TASK DIRECTIONS ▸ Copy the records below word for word, but leave the pictures out of your answer.
::::
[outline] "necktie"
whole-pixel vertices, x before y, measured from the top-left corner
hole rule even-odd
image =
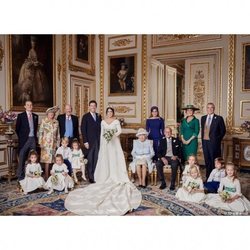
[[[207,126],[210,127],[211,125],[211,115],[208,115],[208,121],[207,121]]]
::::
SOLVED EXERCISE ▸
[outline] "necktie"
whole-pixel vertices, x before y, measured from the top-left corner
hole rule even-odd
image =
[[[207,126],[210,127],[211,125],[211,115],[208,115],[208,121],[207,121]]]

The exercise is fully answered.